What is expected:
The records must be returned word for word.

------------------------------------------------

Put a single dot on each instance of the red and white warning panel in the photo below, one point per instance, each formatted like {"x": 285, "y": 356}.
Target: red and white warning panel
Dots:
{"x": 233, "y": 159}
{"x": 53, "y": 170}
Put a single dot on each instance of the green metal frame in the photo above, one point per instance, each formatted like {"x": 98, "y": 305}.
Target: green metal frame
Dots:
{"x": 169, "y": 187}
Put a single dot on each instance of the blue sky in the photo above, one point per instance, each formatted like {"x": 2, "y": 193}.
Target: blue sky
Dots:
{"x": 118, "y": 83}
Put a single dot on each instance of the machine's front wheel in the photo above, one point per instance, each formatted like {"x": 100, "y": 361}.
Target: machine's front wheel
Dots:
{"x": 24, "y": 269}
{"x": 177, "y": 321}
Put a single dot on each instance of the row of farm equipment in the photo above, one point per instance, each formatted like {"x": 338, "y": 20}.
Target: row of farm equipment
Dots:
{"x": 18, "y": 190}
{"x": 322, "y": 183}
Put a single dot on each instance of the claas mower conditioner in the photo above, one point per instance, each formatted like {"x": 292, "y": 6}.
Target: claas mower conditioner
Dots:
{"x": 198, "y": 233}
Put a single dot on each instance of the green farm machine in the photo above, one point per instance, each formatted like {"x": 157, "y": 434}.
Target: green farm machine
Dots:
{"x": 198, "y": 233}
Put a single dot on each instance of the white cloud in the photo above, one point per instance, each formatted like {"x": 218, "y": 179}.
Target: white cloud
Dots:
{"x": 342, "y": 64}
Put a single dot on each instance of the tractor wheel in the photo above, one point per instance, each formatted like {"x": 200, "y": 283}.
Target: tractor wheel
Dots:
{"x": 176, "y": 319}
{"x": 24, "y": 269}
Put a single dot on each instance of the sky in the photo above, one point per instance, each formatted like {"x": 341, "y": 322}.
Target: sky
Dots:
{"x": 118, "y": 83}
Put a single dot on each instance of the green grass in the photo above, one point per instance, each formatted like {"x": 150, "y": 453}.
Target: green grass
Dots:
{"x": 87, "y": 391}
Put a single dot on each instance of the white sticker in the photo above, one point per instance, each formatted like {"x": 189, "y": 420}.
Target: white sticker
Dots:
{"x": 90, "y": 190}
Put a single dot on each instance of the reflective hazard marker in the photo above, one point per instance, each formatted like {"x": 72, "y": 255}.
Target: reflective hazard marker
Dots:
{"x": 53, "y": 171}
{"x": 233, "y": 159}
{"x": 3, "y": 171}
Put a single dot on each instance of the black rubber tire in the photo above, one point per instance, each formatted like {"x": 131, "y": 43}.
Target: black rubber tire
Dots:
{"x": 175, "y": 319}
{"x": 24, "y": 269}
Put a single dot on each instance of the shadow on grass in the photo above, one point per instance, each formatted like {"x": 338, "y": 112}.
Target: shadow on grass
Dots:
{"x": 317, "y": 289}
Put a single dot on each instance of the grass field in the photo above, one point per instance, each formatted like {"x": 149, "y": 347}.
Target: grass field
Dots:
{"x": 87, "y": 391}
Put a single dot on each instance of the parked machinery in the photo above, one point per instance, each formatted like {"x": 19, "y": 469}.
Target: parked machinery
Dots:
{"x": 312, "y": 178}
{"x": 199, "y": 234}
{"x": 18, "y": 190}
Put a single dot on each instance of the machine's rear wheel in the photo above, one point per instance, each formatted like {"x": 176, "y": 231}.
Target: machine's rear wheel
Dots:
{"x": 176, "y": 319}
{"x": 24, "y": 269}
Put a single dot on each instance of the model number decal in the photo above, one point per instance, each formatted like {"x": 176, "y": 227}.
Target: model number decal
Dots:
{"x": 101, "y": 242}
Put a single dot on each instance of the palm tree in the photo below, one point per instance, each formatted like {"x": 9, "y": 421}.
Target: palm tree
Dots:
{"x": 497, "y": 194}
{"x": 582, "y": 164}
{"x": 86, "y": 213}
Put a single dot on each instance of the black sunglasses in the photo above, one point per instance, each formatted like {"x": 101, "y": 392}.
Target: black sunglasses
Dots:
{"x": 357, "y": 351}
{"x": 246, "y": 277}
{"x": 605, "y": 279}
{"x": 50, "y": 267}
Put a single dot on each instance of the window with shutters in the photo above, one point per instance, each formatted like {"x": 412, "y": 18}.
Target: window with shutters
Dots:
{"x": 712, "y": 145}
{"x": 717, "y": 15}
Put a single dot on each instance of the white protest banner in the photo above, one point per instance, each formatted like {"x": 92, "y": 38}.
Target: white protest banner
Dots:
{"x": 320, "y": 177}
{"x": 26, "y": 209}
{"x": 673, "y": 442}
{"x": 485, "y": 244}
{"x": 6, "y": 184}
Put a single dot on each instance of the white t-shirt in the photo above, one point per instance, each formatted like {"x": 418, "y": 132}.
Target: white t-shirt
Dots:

------------------------------------------------

Answer for this exercise:
Put a single dot on each instance of the red and white warning panel in the photo below, one point per instance, each formatted like {"x": 285, "y": 356}.
Target: red and white warning panel
Dots:
{"x": 233, "y": 159}
{"x": 53, "y": 170}
Put a single dot on each instance of the green metal frame in the photo above, one point per instance, each formatted like {"x": 98, "y": 305}.
Target: green metal frame
Dots:
{"x": 169, "y": 187}
Put a single dot on each instance of the blue sky in the photo above, one point per instance, each formatted like {"x": 2, "y": 193}.
Target: blue sky
Dots:
{"x": 118, "y": 83}
Put a single dot on each instance of the machine's front wheel in the photo above, one point per instance, each formatted like {"x": 100, "y": 361}.
Target: machine's front wheel
Dots:
{"x": 24, "y": 269}
{"x": 177, "y": 321}
Put a single dot on each instance of the row of farm equipment in the photo above, one point per instance, each formatted like {"x": 338, "y": 20}.
Target: row of farm equipment
Dots:
{"x": 18, "y": 190}
{"x": 322, "y": 183}
Put a single dot on each instance of the claas mower conditioner in the photo above, one point per instance, each formatted like {"x": 292, "y": 6}.
Target: claas mower conditioner
Dots:
{"x": 198, "y": 233}
Put a single dot on each instance of the green farm machine in the photo above, one point per instance, each formatted like {"x": 157, "y": 434}.
Target: green farm machine
Dots:
{"x": 198, "y": 233}
Put a single dot on each instance of the white cloud in the photo above, one point per instance, each formatted like {"x": 218, "y": 179}.
Target: white cloud
Dots:
{"x": 342, "y": 64}
Put a single dot on each instance of the tractor wheel in the photo above, one point per instance, each formatted like {"x": 200, "y": 283}.
Target: tractor wheel
Dots:
{"x": 176, "y": 319}
{"x": 24, "y": 269}
Put a single dot on each instance of the sky in the photo above, one point per instance, each formatted like {"x": 341, "y": 322}.
Target: sky
Dots:
{"x": 118, "y": 83}
Put a single dot on each instance of the green grass in the photo above, one point per instance, each formatted like {"x": 150, "y": 453}.
Target: green grass
Dots:
{"x": 87, "y": 391}
Put a single dot on each instance of the white sticker in the photo above, one point per instance, each formatted like {"x": 189, "y": 420}.
Target: white sticker
Dots:
{"x": 90, "y": 190}
Put a single dot on each instance of the reflective hazard marker in the photo above, one point per instance, each formatted like {"x": 72, "y": 255}.
Target: reflective hazard marker
Dots:
{"x": 53, "y": 171}
{"x": 233, "y": 159}
{"x": 3, "y": 171}
Put a single dot on each instance of the black rubber tire in the photo above, one point per instance, each formatted like {"x": 131, "y": 43}.
Target: black rubber tire
Dots:
{"x": 175, "y": 319}
{"x": 24, "y": 269}
Put a single dot on each instance of the shadow on grass in the photo above, one point per instance, each formatted like {"x": 338, "y": 112}.
Target: shadow on grass
Dots:
{"x": 317, "y": 289}
Put a single dot on each instance of the grass field in the photo above, one point per instance, each formatted like {"x": 149, "y": 347}.
Target: grass field
Dots:
{"x": 87, "y": 391}
Put a single dot on each instance of the parked machinery in the photo above, one point per instance, each formatted like {"x": 19, "y": 469}.
Target: parked machinery
Dots:
{"x": 312, "y": 178}
{"x": 199, "y": 234}
{"x": 18, "y": 190}
Put a single dot on each instance of the machine's rear wheel in the photo above, one point per instance, each formatted like {"x": 176, "y": 231}.
Target: machine's rear wheel
Dots:
{"x": 176, "y": 319}
{"x": 24, "y": 269}
Put a single dot on each instance of the model number decal in the photo above, one point per instance, each formatted like {"x": 176, "y": 227}.
Target: model number decal
Dots:
{"x": 101, "y": 242}
Put a single dot on each instance of the palm tree in the photo below, one point per instance, each formatted like {"x": 9, "y": 421}.
Target: palm tree
Dots:
{"x": 497, "y": 194}
{"x": 582, "y": 164}
{"x": 86, "y": 213}
Put a single dot on each instance of the black sunglasses in the photo above, one point per instance, each formatted like {"x": 101, "y": 392}.
Target: black sunglasses
Dots:
{"x": 357, "y": 351}
{"x": 246, "y": 277}
{"x": 605, "y": 279}
{"x": 50, "y": 267}
Put a single dot on each instance of the window with shutters in the photo above, one point per instance, each formatted like {"x": 412, "y": 18}.
Target: window with shutters
Dots:
{"x": 712, "y": 145}
{"x": 717, "y": 15}
Put a single dot on each instance of the white protest banner in the photo above, one point per instance, each formatted like {"x": 92, "y": 38}.
Target: white protest banner
Dots:
{"x": 320, "y": 177}
{"x": 26, "y": 209}
{"x": 673, "y": 442}
{"x": 485, "y": 244}
{"x": 6, "y": 184}
Put a single dot on each instance of the white t-shirt in the photo above, one point per instance, each formatted like {"x": 418, "y": 132}.
Target: white t-shirt
Dots:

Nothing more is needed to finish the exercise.